Starting from the line in which "Objective — for every instance of the blue" appears, set down each line exactly through the end of the listing, and nothing else. Leave out pictures.

'''

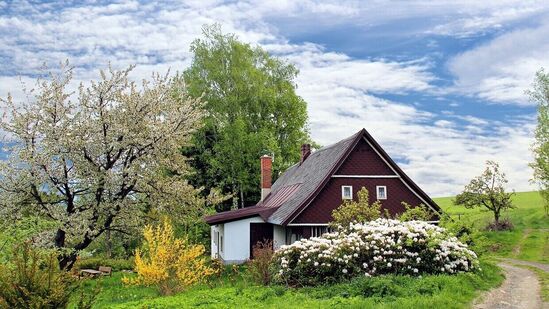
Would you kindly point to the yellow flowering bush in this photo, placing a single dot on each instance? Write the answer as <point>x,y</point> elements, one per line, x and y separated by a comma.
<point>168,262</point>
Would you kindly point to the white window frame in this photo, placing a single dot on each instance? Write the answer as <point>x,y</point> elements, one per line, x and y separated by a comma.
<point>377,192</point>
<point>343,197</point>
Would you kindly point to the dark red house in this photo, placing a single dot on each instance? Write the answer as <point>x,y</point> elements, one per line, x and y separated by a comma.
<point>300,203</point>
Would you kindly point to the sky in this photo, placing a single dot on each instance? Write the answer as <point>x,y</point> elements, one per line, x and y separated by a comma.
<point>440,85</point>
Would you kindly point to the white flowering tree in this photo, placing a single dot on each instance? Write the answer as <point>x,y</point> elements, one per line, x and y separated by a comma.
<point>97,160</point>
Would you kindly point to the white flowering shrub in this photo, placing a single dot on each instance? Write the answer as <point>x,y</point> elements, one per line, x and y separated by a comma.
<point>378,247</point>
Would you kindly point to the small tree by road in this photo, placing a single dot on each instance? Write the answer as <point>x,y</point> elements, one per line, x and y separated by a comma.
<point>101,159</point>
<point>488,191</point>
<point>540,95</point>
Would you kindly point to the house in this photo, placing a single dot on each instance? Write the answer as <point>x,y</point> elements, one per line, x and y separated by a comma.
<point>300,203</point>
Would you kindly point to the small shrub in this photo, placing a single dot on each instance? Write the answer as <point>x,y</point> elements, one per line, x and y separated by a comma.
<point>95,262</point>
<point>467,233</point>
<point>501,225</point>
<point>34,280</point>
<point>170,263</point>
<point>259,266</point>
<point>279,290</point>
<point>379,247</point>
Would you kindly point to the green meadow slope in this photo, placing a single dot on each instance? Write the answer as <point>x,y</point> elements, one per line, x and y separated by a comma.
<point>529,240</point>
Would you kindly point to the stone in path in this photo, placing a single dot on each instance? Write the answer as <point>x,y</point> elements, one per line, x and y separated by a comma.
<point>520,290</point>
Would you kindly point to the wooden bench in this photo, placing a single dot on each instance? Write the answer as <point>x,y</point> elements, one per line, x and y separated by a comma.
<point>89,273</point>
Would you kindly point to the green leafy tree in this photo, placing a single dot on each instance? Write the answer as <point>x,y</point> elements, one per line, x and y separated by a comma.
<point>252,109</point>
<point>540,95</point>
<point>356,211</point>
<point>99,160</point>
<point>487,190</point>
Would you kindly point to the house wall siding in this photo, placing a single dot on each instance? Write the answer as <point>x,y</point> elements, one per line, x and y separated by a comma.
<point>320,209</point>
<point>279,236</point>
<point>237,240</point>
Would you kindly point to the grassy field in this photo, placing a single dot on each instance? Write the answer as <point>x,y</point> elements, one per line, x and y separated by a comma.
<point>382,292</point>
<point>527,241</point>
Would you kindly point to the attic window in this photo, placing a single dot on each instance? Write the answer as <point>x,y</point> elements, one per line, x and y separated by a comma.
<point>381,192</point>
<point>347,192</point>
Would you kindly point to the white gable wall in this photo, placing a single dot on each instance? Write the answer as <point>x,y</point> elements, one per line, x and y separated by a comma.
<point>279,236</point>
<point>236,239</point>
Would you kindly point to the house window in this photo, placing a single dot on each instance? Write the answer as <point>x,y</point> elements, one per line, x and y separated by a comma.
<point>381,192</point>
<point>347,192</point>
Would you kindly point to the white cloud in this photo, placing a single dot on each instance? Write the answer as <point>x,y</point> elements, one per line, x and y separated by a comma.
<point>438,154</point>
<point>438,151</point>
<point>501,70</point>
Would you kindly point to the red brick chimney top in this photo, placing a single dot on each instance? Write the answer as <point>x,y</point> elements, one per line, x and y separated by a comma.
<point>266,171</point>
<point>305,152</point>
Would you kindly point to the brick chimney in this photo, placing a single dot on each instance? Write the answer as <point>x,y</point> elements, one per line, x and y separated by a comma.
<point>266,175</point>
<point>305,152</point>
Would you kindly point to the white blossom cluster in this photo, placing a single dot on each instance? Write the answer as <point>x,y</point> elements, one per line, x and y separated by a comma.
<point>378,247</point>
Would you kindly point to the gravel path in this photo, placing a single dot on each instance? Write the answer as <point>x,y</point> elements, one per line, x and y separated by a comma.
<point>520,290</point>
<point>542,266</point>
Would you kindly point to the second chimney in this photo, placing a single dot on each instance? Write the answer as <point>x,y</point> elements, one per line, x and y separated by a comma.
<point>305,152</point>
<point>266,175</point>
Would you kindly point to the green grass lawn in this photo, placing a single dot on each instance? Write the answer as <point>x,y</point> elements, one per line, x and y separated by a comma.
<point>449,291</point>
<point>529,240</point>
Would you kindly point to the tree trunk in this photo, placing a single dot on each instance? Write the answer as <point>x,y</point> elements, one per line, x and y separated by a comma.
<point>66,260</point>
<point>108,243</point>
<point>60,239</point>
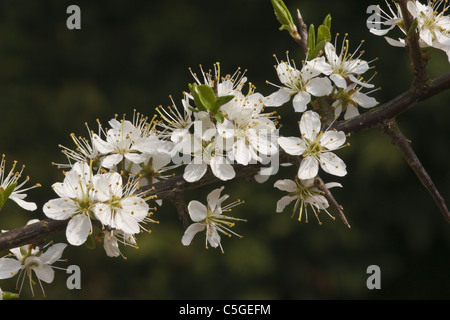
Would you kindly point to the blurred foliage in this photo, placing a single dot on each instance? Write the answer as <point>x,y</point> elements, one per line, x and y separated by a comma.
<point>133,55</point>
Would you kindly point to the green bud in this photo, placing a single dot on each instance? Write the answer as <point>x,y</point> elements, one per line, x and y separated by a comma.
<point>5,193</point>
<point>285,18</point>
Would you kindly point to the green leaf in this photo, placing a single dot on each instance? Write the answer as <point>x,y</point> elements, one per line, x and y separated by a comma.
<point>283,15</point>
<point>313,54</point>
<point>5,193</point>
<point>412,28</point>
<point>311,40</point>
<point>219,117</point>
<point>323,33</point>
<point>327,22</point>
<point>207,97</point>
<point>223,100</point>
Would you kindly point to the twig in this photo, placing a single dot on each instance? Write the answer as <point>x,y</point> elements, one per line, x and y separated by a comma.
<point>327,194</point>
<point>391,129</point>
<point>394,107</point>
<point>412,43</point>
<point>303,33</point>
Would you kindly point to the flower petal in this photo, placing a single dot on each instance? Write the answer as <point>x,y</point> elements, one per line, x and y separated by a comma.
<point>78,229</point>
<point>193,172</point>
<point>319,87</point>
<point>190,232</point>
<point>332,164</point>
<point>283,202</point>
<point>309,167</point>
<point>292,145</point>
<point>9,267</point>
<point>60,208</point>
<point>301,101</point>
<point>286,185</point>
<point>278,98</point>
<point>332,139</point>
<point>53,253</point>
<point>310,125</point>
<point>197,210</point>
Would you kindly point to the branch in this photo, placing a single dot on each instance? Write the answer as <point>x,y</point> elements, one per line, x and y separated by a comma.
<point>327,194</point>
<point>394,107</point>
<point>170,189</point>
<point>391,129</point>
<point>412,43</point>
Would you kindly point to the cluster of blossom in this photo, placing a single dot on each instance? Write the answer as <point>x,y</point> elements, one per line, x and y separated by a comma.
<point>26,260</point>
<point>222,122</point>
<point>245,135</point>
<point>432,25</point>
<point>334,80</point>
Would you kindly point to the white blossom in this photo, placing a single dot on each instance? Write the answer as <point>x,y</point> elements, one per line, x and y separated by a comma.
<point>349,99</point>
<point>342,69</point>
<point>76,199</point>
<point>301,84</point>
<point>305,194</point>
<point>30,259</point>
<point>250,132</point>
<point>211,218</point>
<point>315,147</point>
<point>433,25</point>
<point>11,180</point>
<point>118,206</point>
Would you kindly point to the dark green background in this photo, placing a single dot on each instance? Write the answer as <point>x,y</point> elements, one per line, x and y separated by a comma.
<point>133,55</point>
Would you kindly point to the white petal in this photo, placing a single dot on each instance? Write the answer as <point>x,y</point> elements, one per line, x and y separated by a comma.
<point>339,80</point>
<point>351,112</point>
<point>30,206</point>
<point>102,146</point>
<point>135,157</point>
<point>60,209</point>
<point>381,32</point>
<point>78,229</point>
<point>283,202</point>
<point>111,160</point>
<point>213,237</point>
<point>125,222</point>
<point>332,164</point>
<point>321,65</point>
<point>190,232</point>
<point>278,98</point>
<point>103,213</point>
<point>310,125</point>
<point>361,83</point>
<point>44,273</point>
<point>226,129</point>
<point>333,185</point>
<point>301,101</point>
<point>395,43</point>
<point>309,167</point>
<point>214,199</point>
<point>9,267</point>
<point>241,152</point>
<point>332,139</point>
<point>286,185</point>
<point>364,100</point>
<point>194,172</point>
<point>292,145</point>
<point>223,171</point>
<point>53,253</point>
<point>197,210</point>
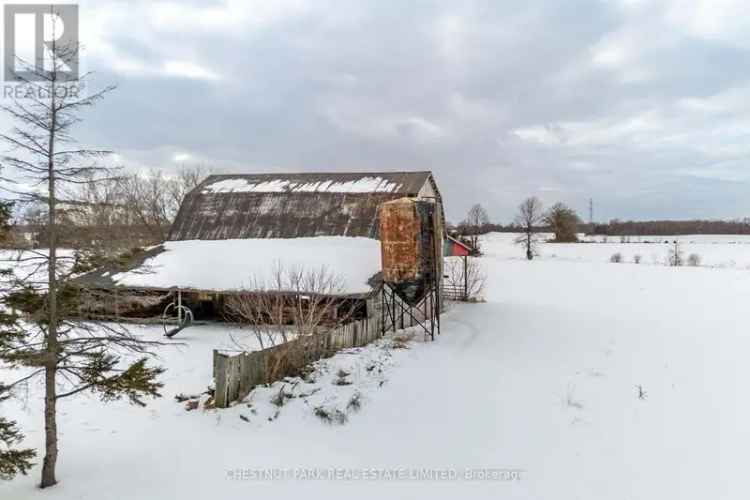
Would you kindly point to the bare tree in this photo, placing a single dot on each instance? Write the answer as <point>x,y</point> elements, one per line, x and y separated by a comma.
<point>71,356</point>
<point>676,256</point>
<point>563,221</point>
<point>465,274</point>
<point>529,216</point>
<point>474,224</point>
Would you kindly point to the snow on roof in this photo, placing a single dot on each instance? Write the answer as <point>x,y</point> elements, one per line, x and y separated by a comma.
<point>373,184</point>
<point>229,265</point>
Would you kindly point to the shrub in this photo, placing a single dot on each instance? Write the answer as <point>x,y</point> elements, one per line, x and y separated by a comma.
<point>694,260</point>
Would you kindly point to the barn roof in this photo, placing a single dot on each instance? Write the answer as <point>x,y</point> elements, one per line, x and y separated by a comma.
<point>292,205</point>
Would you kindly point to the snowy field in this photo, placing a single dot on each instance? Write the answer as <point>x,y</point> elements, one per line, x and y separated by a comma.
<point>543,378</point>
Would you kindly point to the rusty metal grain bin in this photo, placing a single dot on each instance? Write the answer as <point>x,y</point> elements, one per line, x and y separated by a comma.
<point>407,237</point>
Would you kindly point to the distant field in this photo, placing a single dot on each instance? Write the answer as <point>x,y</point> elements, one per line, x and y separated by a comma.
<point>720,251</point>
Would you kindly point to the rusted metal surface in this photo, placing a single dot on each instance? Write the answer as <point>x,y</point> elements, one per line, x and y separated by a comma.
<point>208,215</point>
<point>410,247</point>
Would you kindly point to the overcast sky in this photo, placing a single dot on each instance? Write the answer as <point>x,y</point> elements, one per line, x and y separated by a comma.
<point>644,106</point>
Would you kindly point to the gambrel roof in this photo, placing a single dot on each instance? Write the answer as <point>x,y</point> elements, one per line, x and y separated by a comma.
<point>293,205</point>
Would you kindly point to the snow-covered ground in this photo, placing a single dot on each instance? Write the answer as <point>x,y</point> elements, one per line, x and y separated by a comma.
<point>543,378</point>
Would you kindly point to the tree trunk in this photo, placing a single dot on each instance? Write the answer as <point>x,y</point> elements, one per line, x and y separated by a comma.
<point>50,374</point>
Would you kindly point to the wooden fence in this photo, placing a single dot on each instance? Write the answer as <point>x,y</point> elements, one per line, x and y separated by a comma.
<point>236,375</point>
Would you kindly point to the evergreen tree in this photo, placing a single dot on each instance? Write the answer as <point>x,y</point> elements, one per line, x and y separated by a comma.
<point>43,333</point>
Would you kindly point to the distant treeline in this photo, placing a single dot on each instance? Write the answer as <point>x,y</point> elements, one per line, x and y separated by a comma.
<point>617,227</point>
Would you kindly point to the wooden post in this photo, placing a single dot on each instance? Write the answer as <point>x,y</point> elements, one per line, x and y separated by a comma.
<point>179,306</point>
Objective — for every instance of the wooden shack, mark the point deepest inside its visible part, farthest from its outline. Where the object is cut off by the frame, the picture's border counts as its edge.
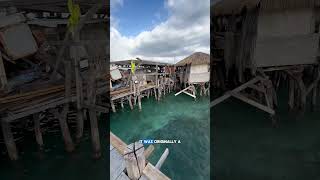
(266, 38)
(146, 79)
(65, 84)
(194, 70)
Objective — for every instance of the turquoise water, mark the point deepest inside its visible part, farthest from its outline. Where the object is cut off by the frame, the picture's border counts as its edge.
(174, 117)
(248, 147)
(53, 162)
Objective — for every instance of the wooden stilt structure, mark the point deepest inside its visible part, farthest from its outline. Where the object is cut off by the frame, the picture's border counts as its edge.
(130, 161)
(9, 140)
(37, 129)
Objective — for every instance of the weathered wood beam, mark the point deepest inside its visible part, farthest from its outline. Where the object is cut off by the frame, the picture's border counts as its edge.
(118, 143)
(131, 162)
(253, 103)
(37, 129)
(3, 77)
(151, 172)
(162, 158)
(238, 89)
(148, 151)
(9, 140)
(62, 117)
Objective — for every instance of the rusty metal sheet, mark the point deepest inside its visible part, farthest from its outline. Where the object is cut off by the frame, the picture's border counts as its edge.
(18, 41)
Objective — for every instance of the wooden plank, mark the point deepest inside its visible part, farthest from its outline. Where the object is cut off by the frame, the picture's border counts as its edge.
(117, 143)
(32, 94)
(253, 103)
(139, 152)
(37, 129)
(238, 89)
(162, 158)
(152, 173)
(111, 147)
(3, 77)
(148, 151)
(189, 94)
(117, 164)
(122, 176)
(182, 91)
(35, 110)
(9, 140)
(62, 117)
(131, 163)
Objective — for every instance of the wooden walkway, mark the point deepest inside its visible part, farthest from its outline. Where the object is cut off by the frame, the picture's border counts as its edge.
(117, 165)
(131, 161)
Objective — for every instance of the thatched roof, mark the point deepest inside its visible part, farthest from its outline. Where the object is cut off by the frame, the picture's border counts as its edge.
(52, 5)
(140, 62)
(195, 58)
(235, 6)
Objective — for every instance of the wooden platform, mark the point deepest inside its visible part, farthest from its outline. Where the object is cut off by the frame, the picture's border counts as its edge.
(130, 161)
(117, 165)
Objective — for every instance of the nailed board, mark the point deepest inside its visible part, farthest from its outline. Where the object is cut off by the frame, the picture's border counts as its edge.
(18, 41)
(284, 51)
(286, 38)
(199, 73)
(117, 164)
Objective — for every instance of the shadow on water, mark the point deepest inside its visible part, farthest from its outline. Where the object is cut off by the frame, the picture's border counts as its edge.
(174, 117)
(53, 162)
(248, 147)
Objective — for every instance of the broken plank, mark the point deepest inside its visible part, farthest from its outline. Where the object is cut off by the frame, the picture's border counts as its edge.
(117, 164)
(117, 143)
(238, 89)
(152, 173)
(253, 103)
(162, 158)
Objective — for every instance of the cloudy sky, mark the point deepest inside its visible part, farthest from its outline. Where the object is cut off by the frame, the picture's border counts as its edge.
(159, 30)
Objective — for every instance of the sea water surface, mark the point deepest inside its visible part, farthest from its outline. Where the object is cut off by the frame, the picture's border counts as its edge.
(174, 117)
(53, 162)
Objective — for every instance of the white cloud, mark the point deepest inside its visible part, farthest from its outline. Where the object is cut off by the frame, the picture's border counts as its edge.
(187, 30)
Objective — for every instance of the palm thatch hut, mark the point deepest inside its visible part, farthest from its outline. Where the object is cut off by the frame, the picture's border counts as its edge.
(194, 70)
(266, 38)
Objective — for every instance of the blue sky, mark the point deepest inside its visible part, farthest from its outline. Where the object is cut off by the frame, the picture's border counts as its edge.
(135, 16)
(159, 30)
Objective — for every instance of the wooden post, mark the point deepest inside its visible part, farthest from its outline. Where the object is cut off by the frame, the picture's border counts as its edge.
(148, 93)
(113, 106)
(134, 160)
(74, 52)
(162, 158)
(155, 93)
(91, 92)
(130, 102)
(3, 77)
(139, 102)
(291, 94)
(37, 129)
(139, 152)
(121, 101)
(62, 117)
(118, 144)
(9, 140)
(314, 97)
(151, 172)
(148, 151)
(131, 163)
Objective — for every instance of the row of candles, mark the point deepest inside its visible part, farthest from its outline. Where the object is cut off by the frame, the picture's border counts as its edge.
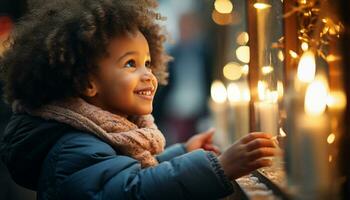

'''

■ **PROBLEM SOLUTION**:
Objective — for every instance of the blue sky, mark the point deepest inside its visible part, farthest from its outline. Where the object is cut off by the frame, the picture's border counts as its edge.
(135, 16)
(159, 30)
Objective — for every instance of the wooden post, mark the point deepest inside its visible part, farthest from its outline. Where the object is cut off by the frame, the picture's border counts as its edge.
(148, 93)
(113, 106)
(134, 160)
(74, 52)
(162, 158)
(155, 93)
(91, 92)
(130, 102)
(3, 77)
(139, 102)
(291, 94)
(37, 129)
(139, 152)
(121, 101)
(62, 117)
(118, 144)
(9, 140)
(314, 97)
(151, 172)
(148, 151)
(131, 163)
Objective — for every instance of the row of candles, mark the point deepest inside its visible part, farthest from its outline. Where the object is cut off by the frame, the picture's border counts as its edge.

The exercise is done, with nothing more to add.